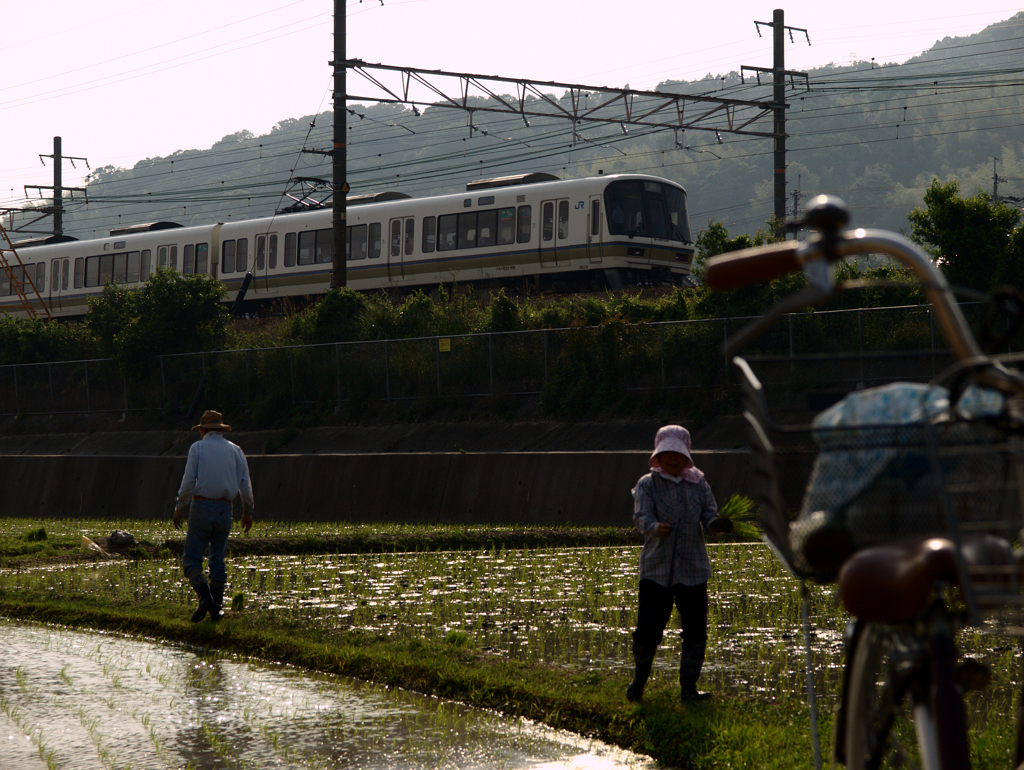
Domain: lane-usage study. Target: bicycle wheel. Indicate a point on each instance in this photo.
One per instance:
(888, 717)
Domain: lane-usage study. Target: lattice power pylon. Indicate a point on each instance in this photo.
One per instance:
(19, 277)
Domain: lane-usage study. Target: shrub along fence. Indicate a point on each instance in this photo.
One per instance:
(805, 360)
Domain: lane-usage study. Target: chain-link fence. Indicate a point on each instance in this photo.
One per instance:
(805, 360)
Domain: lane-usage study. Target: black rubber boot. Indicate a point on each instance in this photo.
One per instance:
(217, 592)
(205, 601)
(690, 664)
(643, 660)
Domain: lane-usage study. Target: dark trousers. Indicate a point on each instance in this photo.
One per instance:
(653, 614)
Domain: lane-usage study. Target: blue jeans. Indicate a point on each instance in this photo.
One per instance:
(209, 524)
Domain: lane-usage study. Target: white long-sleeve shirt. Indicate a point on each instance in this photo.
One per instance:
(216, 469)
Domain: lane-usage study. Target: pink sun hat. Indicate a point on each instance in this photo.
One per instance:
(674, 438)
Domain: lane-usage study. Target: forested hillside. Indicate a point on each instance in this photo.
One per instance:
(875, 134)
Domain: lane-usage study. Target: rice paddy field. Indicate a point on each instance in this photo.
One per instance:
(567, 607)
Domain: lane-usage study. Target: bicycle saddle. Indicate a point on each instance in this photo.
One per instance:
(893, 582)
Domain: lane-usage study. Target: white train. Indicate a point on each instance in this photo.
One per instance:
(628, 228)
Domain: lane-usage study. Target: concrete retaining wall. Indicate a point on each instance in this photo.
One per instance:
(543, 487)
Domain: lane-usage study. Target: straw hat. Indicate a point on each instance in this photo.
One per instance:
(211, 421)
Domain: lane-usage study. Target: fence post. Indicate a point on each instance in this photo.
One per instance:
(860, 340)
(662, 345)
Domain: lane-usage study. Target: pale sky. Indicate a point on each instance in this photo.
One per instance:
(123, 81)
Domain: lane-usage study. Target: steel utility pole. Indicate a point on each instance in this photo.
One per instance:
(58, 189)
(339, 275)
(779, 74)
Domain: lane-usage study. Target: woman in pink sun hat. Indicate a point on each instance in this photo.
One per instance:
(673, 508)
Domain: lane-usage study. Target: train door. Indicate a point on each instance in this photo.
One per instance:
(554, 231)
(401, 236)
(595, 230)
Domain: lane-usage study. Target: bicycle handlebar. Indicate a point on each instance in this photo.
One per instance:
(815, 257)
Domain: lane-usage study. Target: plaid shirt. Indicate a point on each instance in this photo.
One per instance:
(682, 557)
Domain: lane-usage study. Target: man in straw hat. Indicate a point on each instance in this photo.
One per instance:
(215, 473)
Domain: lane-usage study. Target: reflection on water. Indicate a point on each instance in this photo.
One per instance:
(78, 701)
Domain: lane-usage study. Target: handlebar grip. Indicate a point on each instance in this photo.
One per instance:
(755, 265)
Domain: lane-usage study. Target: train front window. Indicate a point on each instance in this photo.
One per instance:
(375, 240)
(675, 203)
(647, 208)
(226, 257)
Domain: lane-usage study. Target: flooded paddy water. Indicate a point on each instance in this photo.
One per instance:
(572, 607)
(79, 701)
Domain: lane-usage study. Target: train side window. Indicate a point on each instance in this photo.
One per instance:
(563, 220)
(134, 266)
(202, 259)
(91, 271)
(226, 257)
(356, 243)
(448, 228)
(429, 232)
(395, 238)
(488, 223)
(307, 247)
(525, 226)
(242, 255)
(105, 268)
(325, 246)
(375, 240)
(506, 226)
(410, 236)
(119, 274)
(290, 249)
(548, 222)
(468, 230)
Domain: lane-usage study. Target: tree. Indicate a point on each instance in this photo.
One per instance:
(971, 239)
(170, 313)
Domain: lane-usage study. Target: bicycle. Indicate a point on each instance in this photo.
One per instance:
(910, 512)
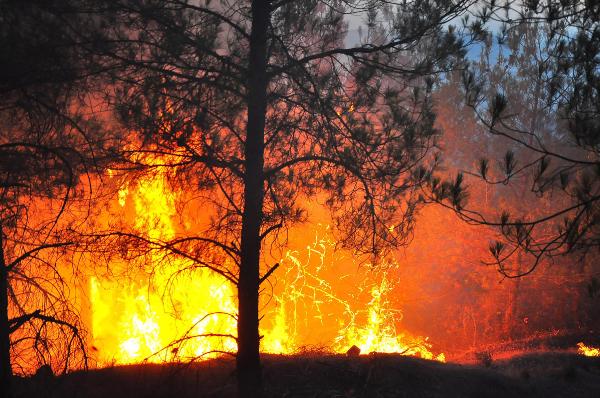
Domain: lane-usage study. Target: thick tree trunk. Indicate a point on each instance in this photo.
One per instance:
(249, 371)
(5, 368)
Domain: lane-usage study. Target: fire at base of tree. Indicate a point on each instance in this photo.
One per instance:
(299, 198)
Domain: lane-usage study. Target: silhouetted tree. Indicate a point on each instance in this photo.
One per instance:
(258, 104)
(548, 114)
(46, 146)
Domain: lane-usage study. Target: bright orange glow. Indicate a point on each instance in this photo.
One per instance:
(587, 351)
(160, 313)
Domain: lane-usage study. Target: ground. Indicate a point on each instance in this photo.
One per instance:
(541, 374)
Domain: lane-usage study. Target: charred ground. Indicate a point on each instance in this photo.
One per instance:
(541, 374)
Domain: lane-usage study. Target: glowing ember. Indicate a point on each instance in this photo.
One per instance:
(588, 351)
(379, 333)
(168, 310)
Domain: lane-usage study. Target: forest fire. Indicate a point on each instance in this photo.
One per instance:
(265, 198)
(162, 315)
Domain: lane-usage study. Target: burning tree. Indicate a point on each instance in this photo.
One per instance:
(45, 148)
(264, 106)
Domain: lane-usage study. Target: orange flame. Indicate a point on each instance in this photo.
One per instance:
(588, 351)
(160, 314)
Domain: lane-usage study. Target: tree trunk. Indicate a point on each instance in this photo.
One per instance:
(5, 368)
(249, 371)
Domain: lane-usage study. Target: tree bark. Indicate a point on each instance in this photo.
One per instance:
(5, 367)
(249, 371)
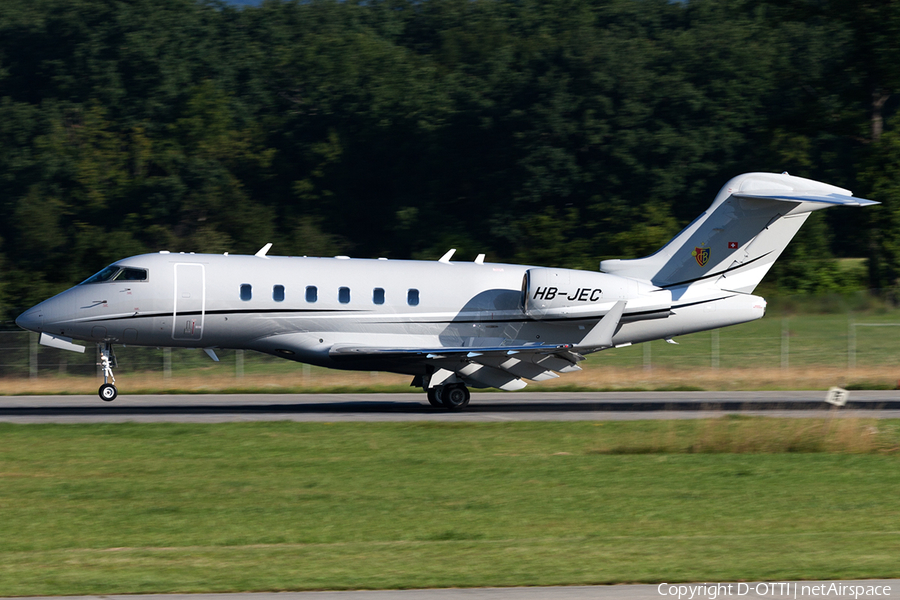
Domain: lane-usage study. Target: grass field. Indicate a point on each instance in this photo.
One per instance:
(102, 509)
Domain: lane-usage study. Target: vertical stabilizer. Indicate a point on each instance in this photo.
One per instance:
(735, 241)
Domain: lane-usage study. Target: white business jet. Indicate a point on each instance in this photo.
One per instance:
(450, 325)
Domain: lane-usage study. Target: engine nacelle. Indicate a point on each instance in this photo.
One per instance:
(568, 294)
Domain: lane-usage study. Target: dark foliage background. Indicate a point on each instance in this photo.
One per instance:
(548, 132)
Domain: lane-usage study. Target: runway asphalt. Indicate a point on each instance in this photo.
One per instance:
(484, 407)
(769, 590)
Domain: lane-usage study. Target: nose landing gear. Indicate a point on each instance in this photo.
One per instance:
(108, 391)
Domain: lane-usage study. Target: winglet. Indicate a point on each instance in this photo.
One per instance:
(601, 335)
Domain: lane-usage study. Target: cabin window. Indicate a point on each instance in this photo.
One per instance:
(131, 274)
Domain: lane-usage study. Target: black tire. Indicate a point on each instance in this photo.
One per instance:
(434, 397)
(108, 392)
(455, 397)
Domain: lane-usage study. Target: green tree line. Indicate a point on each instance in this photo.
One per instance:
(546, 132)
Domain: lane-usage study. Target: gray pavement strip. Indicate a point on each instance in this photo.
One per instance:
(485, 407)
(690, 591)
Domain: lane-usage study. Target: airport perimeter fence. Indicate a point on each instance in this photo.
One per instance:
(850, 340)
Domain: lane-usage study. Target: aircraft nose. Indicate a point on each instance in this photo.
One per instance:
(32, 320)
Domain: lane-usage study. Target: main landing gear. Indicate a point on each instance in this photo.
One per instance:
(454, 396)
(108, 391)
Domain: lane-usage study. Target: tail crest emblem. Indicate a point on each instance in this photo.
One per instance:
(702, 256)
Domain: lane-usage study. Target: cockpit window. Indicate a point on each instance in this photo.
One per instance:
(105, 275)
(131, 274)
(117, 273)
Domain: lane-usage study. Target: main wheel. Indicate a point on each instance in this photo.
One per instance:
(434, 397)
(455, 397)
(108, 392)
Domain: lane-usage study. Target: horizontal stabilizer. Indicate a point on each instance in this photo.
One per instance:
(836, 199)
(736, 240)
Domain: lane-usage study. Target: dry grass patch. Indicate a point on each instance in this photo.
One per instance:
(736, 434)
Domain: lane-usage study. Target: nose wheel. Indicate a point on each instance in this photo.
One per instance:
(108, 391)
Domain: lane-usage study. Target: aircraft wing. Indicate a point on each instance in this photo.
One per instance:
(502, 367)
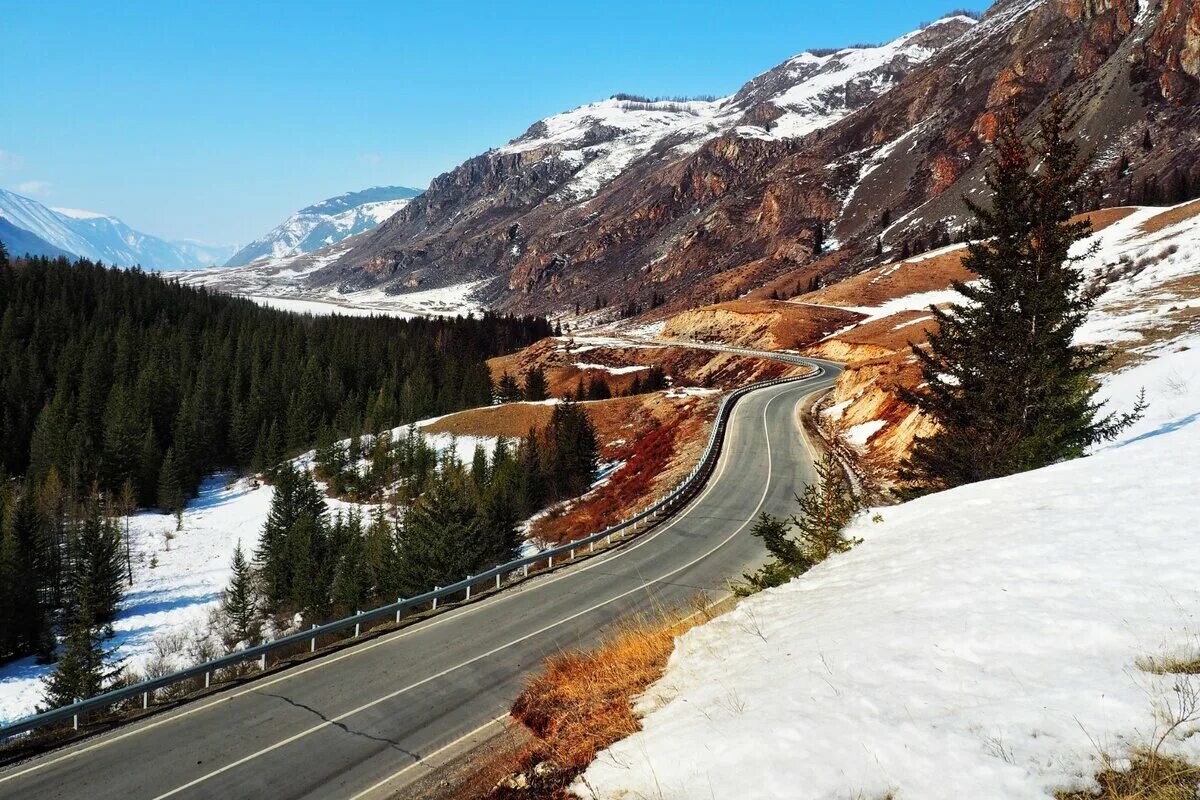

+-------+

PROBLEM REQUIREMENTS: Start at the line above containing "Domain: lane-usage study. Target: orange" and stop at the line containing "Domain: lane-usage study. Target: cabin": print those lines and everything between them exactly, but not the pictures.

SOLUTION BELOW:
Domain: lane-usage study. Target: orange flame. Indicate a point on each instance in this photo.
One per instance:
(588, 351)
(160, 314)
Domain: lane-usage study. Target: tree trunk. Indicate a point on each instance in this photo.
One per instance:
(5, 368)
(249, 371)
Domain: lane-usage study. Target: tree bark. Indicate a point on each instance in this photo.
One per instance:
(5, 367)
(249, 371)
Domain: lane-usage study. Target: grass field. Indicate a point on each instance in this photo.
One per instance:
(102, 509)
Domain: lane-usage study. Target: vertical stabilizer. Indicate a point on each instance in this photo.
One per instance:
(735, 241)
Domain: lane-usage study. Target: white business jet. Indicate a point on each instance in this photo.
One per instance:
(450, 325)
Domain: lane-usage study. Target: engine nacelle. Indicate a point on each instance in this photo.
One per instance:
(568, 294)
Domain: lane-usage study. Target: dark foliage background. Indicate a point on each instance in this photo.
One per instance:
(548, 132)
Domain: lane-usage study. Target: runway asphalt. Indicate a point on each instance in this photo.
One per instance:
(484, 407)
(769, 590)
Domain: lane-usage study. Target: nose landing gear. Indicate a point on each instance in this photo.
One per instance:
(108, 391)
Domain: lane-usage study. Target: winglet. Indicate a point on each instance in this photo.
One per instance:
(601, 335)
Domain: lane-usage study. Target: cabin window. Indicate a point on each instance in this photo.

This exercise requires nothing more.